- _What is needed_: Leave out the pictures and repeat everything else in the records exactly.

- _Provided material_:
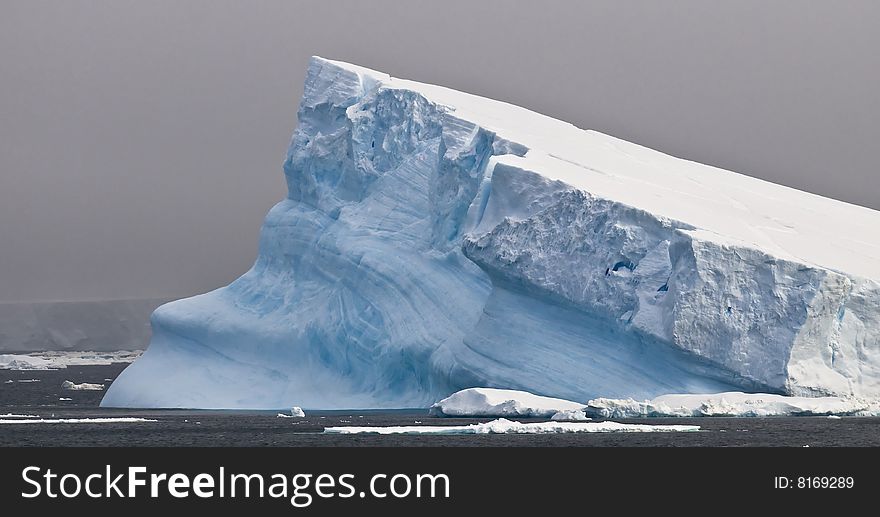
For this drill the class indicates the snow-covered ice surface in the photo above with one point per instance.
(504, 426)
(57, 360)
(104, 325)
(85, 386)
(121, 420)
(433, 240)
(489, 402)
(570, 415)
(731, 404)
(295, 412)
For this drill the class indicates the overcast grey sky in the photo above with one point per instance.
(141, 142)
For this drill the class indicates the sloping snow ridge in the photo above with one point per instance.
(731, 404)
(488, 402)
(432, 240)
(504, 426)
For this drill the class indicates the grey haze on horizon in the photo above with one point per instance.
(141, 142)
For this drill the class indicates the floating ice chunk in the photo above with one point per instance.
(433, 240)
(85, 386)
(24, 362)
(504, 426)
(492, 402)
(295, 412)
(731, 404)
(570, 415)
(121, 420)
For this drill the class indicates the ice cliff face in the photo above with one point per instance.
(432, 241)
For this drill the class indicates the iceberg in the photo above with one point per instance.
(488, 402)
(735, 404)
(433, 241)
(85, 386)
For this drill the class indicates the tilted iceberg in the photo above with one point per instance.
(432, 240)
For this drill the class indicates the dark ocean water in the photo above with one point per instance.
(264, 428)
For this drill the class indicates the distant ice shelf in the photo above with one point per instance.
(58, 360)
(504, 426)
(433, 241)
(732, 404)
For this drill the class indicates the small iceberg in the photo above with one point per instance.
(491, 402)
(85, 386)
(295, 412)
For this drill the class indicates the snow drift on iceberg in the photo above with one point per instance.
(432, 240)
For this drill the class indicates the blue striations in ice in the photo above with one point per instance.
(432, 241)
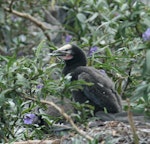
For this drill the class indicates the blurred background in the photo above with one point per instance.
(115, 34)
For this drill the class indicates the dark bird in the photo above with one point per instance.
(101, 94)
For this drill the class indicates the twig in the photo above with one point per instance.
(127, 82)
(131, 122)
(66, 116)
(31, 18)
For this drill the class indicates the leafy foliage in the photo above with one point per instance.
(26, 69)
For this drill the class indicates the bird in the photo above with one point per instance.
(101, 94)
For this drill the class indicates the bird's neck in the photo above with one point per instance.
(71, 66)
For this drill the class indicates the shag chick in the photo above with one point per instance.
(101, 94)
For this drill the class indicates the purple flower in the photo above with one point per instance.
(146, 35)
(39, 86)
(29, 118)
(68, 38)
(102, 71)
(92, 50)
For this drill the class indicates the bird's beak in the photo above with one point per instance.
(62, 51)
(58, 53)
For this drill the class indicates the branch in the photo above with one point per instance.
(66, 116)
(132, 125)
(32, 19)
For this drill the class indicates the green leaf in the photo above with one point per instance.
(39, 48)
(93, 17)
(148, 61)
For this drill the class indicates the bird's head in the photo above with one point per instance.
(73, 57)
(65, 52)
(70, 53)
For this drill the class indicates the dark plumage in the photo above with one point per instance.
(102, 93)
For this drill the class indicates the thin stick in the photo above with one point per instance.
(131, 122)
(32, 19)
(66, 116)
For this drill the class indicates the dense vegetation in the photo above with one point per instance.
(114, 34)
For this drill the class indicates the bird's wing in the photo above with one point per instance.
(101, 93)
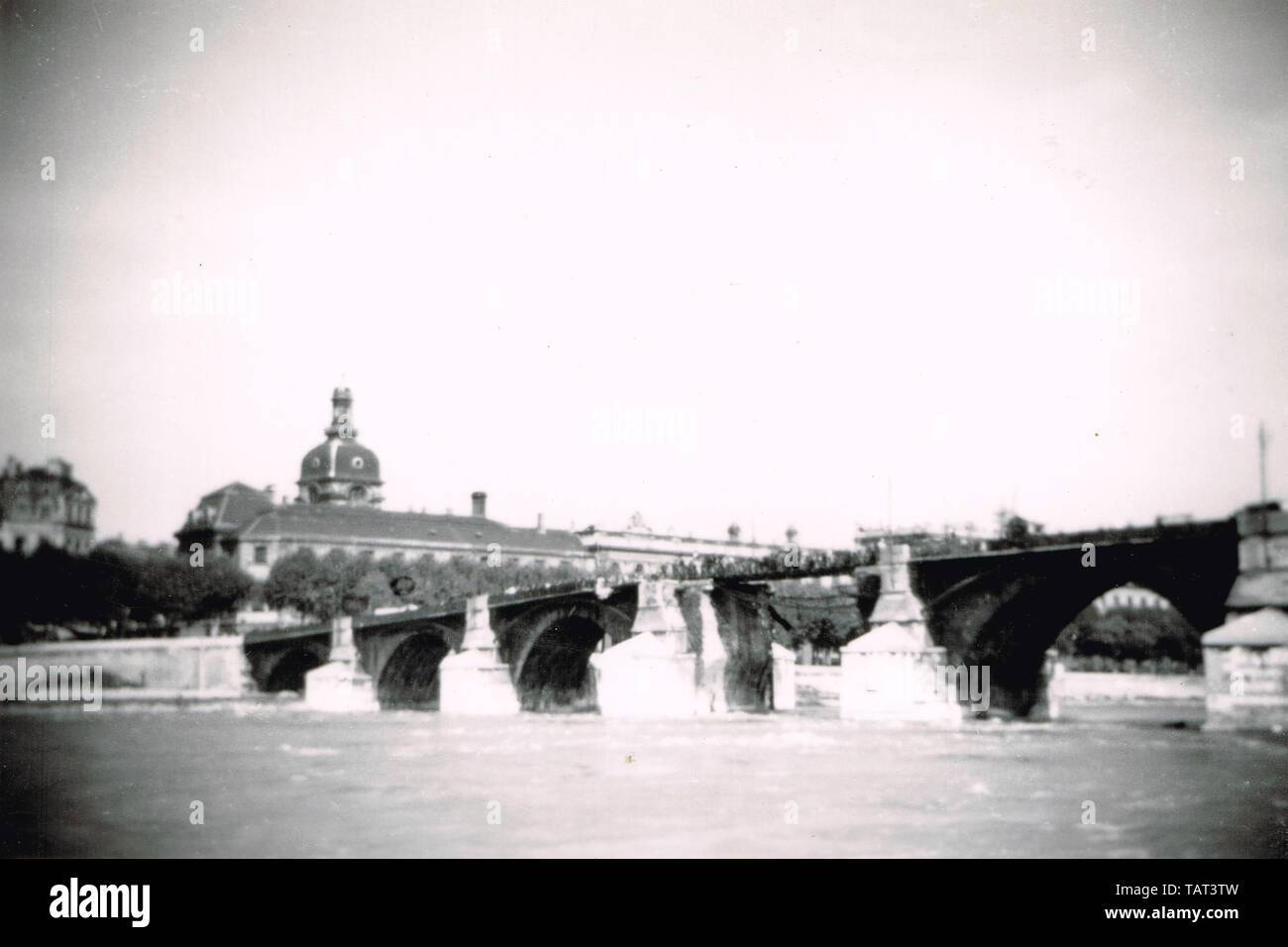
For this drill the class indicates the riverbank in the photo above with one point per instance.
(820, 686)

- _The completed task_:
For this drill the class indicates the snow-covered ice surface in the photo above with one point per instance.
(504, 426)
(57, 360)
(104, 325)
(85, 386)
(121, 420)
(433, 240)
(489, 402)
(570, 415)
(731, 404)
(295, 412)
For this drill the class indicates the overcast grey sky in the photo above with one point per instance.
(141, 142)
For this drill the class indicates the sloping snow ridge in the photo above with one point per instance.
(731, 404)
(488, 402)
(432, 240)
(504, 426)
For this drill the class indicates the grey haze on horizon in the photo above with one point per instance.
(141, 142)
For this drill the class indicates the floating ice chunk in the photo above with one point per instance.
(433, 240)
(85, 386)
(24, 362)
(504, 426)
(492, 402)
(295, 412)
(731, 404)
(570, 415)
(121, 420)
For this drill the class indicates the ice cliff face in the photo above with one point per instance.
(432, 241)
For this drill the class indicates the iceberg in the photo above with one point per instance.
(488, 402)
(735, 404)
(433, 241)
(85, 386)
For this drill the class indicates the tilted iceberg in the photo above with one point per instance.
(432, 240)
For this drill the class indicates the dark ocean water in the photo above with one point per instance.
(264, 428)
For this drill the class indicates the distant ice shelf in the photo above with one point per instance.
(58, 360)
(504, 426)
(433, 241)
(732, 404)
For this drill the class indicates the small iceberg in the photo above with one point per instance.
(491, 402)
(85, 386)
(295, 412)
For this drill the class indicates the snow drift on iceberg in the photo above with one point per instance.
(432, 240)
For this drill the class indicates the blue striations in ice in the photo above with one point per instance.
(432, 241)
For this drill the class indicates the blurred background in the photo above with one point per instance.
(115, 34)
For this drill the class indicates the dark bird in the photo above with one point per instance.
(101, 94)
For this drill the class indicates the twig in the photo above with one point per instance.
(127, 82)
(131, 122)
(66, 116)
(31, 18)
For this drill the class indicates the leafy foliage in the photo above with one point per instance.
(26, 69)
For this drill the class indicates the bird in the photo above with one point per instance.
(101, 94)
For this drill the class indicates the bird's neck in the photo above with one point per instance.
(71, 66)
For this drill the class indicates the shag chick in the photo above with one point per instance.
(101, 94)
For this drill the class indicates the purple flower in the photo above with one point per instance.
(146, 35)
(39, 86)
(29, 118)
(68, 38)
(102, 71)
(92, 50)
For this drill the class indicates the bird's beak in the photo above with one point per instance.
(62, 51)
(58, 53)
For this drill the class indicates the branch in the photo above with one point per instance.
(66, 116)
(132, 125)
(32, 19)
For this drill the class indicates the green leaf in the photo above with one point per instance.
(39, 48)
(93, 17)
(148, 61)
For this drill the class indicates the bird's head in the photo above with one point per instance.
(73, 57)
(65, 52)
(70, 53)
For this drill the class indicates the dark plumage in the photo above with one point per instance.
(102, 93)
For this drill the class indicates the thin stick in the photo above with one point per instance.
(131, 122)
(32, 19)
(66, 116)
For this drill the class indicates the dense vegetation in the photo above with one point per instance.
(114, 34)
For this drill the class indicates the bird's wing in the photo above with one point per instance.
(101, 93)
For this drill the class indicates the riverbank in the photo above with one point per instance.
(820, 686)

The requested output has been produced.